Could you give the number of lines in the entries below that contain the word "goal"? Only the number is wanted.

◆ ◆ ◆ ◆

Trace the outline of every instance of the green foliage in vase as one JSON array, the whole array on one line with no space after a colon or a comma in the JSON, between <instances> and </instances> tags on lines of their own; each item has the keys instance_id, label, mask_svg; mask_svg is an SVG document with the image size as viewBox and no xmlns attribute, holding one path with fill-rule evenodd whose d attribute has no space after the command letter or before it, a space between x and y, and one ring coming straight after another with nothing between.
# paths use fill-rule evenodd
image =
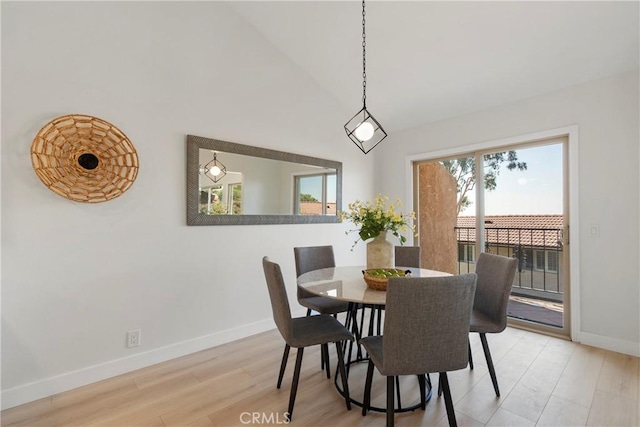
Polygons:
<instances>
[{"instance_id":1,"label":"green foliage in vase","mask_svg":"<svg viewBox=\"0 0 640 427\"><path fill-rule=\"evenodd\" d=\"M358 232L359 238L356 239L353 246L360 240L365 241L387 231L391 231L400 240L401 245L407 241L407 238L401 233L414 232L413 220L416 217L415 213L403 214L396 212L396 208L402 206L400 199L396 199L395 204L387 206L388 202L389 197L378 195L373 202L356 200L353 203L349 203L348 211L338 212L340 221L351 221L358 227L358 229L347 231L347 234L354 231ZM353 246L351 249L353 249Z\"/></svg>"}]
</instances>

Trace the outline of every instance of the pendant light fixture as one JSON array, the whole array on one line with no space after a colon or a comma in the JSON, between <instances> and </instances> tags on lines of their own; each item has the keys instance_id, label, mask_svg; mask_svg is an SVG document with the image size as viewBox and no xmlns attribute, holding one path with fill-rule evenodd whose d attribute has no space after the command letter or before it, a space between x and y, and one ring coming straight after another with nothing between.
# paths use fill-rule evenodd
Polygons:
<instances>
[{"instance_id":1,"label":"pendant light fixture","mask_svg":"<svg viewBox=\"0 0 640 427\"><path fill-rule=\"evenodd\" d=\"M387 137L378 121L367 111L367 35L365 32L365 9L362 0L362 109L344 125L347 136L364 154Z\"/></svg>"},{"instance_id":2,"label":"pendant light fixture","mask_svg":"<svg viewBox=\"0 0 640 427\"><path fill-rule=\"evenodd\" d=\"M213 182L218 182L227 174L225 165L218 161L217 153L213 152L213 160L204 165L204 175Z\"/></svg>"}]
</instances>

◆ ◆ ◆ ◆

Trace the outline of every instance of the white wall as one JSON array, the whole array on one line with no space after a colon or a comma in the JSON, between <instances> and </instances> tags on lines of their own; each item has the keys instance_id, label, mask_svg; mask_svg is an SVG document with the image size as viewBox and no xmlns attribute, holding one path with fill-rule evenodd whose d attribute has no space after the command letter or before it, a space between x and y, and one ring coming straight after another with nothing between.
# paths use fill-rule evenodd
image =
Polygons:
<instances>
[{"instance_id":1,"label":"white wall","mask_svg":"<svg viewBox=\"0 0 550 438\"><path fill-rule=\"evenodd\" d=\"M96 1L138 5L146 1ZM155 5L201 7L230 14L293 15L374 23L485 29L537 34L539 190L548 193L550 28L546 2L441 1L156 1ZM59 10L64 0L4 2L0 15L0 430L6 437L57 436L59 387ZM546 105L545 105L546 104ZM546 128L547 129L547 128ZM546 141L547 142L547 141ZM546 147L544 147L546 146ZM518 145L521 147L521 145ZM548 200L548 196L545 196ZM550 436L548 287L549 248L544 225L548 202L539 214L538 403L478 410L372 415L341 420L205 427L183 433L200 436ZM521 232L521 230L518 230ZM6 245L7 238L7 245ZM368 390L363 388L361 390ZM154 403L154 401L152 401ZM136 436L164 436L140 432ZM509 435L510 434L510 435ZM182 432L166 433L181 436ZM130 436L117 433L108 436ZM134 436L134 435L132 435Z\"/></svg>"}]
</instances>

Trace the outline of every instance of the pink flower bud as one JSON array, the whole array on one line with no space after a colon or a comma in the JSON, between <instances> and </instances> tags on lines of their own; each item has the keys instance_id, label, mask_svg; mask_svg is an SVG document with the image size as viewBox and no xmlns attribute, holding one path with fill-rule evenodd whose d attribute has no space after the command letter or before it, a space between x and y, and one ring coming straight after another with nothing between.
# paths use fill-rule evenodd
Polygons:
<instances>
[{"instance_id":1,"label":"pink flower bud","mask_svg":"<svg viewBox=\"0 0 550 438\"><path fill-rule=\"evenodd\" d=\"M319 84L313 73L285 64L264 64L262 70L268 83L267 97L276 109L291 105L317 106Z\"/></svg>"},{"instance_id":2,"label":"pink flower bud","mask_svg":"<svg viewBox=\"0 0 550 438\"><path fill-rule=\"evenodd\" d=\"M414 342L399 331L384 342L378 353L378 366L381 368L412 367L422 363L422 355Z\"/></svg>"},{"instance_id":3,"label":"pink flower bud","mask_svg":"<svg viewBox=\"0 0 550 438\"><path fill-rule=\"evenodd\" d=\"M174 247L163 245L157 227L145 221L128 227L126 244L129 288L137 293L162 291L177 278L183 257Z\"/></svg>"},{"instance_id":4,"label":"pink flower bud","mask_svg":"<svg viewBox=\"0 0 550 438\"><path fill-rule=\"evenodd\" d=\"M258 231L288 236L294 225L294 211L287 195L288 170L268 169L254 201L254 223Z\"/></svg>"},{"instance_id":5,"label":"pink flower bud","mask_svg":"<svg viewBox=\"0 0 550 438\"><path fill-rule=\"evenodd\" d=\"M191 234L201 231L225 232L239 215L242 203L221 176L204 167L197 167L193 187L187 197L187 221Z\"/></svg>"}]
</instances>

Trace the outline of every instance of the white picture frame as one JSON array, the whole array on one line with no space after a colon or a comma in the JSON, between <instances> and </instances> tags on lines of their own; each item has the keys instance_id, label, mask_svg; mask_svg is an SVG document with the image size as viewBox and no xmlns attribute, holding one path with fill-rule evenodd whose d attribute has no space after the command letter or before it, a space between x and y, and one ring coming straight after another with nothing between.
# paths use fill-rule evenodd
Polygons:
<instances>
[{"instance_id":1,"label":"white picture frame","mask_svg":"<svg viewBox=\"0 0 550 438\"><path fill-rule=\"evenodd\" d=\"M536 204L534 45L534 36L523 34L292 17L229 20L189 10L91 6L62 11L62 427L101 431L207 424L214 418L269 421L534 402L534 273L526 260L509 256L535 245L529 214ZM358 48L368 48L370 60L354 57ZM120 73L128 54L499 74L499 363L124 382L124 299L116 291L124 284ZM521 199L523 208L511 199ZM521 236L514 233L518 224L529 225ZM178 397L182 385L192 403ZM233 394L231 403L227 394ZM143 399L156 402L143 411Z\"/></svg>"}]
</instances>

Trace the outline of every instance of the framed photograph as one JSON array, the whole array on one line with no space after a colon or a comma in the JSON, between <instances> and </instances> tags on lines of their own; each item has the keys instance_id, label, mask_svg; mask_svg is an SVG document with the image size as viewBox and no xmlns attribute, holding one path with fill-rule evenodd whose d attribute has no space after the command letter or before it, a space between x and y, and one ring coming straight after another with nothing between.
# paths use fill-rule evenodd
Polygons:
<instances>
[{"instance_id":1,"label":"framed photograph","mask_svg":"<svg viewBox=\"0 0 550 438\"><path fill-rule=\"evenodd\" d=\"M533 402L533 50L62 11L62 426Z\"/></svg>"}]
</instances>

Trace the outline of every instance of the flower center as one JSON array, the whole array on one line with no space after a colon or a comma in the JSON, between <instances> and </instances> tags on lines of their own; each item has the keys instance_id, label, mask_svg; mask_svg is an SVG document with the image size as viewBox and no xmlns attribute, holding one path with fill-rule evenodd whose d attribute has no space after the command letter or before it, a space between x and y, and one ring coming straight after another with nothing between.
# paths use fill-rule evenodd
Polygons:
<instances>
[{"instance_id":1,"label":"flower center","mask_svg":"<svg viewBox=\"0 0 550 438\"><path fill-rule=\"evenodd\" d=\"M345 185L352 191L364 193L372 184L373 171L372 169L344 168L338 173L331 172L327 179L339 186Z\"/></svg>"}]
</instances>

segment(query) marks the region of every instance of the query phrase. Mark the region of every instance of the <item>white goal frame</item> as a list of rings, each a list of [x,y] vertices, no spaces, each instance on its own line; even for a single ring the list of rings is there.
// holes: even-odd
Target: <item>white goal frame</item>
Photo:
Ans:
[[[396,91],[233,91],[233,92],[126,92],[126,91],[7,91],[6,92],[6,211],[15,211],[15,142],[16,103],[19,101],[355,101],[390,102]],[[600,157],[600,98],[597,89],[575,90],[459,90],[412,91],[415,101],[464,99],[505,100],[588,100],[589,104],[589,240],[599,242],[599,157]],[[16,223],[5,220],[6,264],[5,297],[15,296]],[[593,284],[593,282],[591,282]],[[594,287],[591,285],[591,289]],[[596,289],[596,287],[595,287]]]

◆ ◆ ◆ ◆

> **Response for this exercise**:
2